> SUPPLIED PASSAGE
= = = =
• Simon Yates. (Supplied)Source: Supplied
Australian team Mitchelton-Scott has seen their rider Simon Yates lose his overall lead at the Giro d'Italia after Team Sky's Chris Froome produced an astonishing lone attack to win stage 19 and grab the pink jersey.
By
Cycling Central

26 May 2018 - 10:04 AM 

Long-time leader Yates, who started the day 28 seconds ahead of defending champion Tom Dumoulin and three minutes 22 seconds ahead of Froome, ended the stage with his Giro hopes in tatters after blowing up.

Team Sky's Froome started the 185km ride from Venaria Reale to Bardonecchia in fourth place in the general classification but launched a devastating attack with 80km to go up the Colle delle Finestre to storm to a famous victory.

Froome annihilates the field to take Giro lead
Pre-race favourite Chris Froome powered to his first ever Maglia Rosa as he dropped Simon Yates and attacked with 80km to go on the Colle delle Finestre to win Stage 19 and perhaps the Giro d'Italia.

Yates, who began to struggle as soon as the riders hit the Finestre at the mid-point of the stage and cracked on the gruelling climb, finally crossing its gravel-road summit more than 15 minutes after Froome in 79th place. He now lies 18th overall.

“At the start, there was no signs of anything wrong. I was just tired, extremely exhausted and that’s bike riding, unfortunately.  I tried to manage (the gap) but I really had nothing to give," Yates said.

“I gave everything today, it’s just how it is. But I’ll be back.

“It obviously hurts, but I have said all along that this is how I needed to ride this Giro to try to win it and if I achieved nothing more I can still be happy. And I will be.”
= = = =
> CHECK YOUR UNDERSTANDING
a) From the Giro stage 19 report, return everything from "Yates, who began" down to "lies 18th overall.".
b) According to the Giro stage 19 report, how far from the finish did Froome launch his attack, and on which climb?

> EXTRACTED DATA
= = = =
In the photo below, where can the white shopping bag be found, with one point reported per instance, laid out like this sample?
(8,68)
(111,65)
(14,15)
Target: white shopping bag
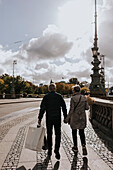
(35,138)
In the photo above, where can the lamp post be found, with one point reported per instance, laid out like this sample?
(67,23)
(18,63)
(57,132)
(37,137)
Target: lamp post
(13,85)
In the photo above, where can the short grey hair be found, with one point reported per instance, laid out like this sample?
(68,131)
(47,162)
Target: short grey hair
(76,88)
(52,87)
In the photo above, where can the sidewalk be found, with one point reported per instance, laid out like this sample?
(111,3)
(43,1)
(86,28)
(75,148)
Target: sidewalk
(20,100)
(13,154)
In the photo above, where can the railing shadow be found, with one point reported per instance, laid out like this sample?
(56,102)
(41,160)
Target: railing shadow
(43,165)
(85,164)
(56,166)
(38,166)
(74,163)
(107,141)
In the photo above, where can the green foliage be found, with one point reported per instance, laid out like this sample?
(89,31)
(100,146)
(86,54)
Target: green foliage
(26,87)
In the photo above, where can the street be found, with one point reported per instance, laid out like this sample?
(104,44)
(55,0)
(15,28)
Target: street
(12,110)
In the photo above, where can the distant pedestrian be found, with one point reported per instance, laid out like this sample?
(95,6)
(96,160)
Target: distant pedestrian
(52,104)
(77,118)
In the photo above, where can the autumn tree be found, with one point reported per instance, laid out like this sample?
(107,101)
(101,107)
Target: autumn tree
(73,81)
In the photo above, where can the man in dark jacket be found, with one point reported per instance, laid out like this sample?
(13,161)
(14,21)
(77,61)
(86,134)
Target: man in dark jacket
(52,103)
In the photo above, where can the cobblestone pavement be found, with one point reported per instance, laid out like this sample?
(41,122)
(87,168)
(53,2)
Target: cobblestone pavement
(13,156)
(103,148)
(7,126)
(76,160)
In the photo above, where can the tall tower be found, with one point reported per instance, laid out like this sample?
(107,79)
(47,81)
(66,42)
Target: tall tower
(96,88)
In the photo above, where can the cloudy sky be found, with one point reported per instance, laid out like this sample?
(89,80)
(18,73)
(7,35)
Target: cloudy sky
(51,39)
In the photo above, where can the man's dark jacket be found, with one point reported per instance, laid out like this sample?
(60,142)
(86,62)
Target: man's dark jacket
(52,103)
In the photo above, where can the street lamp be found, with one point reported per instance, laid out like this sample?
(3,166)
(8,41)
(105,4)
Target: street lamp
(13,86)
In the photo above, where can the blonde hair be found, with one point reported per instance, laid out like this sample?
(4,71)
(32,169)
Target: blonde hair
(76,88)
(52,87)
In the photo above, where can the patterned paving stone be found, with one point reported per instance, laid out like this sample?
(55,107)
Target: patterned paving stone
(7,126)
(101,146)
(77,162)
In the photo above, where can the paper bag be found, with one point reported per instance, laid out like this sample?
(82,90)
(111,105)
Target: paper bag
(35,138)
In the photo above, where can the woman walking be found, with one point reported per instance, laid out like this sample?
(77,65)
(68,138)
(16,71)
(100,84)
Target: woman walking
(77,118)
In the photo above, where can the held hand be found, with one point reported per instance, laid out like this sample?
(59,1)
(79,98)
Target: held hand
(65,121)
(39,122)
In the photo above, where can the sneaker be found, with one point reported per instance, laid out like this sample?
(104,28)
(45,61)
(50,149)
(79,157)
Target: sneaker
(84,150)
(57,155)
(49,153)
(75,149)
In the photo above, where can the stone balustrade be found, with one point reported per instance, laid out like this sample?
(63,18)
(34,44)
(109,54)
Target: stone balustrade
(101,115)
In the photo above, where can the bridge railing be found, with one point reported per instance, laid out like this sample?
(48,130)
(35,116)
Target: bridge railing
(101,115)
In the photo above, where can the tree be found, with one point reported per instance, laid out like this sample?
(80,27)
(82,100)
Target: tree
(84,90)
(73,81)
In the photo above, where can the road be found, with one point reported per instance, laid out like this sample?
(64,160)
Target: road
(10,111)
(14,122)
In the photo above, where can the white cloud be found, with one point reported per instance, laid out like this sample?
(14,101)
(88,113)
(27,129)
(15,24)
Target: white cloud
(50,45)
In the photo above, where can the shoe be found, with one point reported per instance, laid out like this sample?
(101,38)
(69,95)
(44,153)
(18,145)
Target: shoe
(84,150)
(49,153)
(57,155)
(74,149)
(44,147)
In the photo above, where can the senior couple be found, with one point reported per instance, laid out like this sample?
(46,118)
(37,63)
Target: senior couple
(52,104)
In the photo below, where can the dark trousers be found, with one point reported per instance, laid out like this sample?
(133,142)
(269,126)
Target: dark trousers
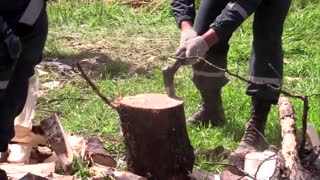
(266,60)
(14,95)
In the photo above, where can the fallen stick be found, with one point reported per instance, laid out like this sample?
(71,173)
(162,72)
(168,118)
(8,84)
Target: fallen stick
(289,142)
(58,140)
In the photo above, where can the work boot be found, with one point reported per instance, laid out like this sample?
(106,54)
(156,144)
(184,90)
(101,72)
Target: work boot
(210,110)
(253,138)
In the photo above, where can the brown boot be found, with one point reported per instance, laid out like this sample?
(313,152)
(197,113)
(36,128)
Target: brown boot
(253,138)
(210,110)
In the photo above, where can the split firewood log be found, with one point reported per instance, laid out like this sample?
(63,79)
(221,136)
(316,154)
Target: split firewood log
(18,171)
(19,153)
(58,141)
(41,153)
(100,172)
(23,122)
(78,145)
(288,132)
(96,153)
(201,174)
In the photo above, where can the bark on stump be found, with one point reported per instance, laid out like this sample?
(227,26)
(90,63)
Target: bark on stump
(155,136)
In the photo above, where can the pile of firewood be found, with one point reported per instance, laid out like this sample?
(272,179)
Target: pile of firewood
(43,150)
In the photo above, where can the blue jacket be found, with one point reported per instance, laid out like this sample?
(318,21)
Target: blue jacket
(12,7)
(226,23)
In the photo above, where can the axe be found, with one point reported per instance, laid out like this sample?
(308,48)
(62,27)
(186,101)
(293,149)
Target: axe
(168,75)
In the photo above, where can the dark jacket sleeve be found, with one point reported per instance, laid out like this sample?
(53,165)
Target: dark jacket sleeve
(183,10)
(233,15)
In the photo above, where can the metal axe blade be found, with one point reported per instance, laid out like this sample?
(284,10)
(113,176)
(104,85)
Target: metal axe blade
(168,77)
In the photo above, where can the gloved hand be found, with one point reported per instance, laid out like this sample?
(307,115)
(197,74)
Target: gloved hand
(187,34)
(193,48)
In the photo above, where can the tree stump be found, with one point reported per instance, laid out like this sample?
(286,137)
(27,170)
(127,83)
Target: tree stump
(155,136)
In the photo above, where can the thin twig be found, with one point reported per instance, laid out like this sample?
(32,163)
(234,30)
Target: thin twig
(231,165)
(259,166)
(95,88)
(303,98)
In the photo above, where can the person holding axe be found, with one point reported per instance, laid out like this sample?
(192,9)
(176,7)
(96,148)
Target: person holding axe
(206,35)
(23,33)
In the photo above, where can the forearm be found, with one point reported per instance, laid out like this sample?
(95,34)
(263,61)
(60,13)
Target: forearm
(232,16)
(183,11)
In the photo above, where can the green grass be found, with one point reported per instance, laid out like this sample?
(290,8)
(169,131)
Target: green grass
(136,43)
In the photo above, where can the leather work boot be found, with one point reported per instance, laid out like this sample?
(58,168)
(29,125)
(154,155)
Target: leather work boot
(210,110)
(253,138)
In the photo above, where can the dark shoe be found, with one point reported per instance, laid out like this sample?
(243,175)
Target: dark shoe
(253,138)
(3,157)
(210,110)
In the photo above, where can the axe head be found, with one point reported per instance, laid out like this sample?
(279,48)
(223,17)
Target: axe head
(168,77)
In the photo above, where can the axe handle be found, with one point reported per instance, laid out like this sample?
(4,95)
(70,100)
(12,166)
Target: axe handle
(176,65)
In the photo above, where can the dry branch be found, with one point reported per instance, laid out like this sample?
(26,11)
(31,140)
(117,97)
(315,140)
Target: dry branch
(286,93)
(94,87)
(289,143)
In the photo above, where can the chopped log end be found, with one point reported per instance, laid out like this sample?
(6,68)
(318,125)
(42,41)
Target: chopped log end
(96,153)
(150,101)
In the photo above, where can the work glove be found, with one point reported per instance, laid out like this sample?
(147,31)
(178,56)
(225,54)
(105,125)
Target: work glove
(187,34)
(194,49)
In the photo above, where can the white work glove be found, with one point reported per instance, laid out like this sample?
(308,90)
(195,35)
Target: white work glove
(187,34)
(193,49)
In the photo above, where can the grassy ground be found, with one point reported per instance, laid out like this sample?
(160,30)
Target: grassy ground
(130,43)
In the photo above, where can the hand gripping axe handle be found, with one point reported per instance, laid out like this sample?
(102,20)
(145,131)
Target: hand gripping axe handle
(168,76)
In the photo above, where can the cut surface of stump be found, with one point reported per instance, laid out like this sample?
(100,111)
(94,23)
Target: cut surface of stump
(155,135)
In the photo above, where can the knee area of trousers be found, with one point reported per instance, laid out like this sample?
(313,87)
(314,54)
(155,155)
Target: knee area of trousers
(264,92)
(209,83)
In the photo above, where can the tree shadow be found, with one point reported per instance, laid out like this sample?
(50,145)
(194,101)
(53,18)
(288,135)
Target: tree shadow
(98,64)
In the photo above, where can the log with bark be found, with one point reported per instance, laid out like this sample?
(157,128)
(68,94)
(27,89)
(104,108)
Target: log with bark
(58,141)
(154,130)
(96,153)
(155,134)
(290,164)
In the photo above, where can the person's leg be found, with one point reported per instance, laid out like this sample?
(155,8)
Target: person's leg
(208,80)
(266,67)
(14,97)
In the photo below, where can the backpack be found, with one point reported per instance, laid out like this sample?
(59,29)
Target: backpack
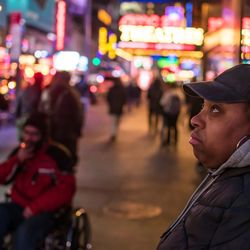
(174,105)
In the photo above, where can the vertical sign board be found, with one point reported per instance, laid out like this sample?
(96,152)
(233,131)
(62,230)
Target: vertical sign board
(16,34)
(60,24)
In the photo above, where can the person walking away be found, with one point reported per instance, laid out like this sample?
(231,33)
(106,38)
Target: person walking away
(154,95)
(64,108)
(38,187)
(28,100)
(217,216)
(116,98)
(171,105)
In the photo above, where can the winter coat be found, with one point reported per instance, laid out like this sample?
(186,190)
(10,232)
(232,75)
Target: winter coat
= = = =
> ANSWERS TO THE TASKS
a)
Yates, who began to struggle as soon as the riders hit the Finestre at the mid-point of the stage and cracked on the gruelling climb, finally crossing its gravel-road summit more than 15 minutes after Froome in 79th place. He now lies 18th overall.

b) He attacked with 80km to go, on the Colle delle Finestre.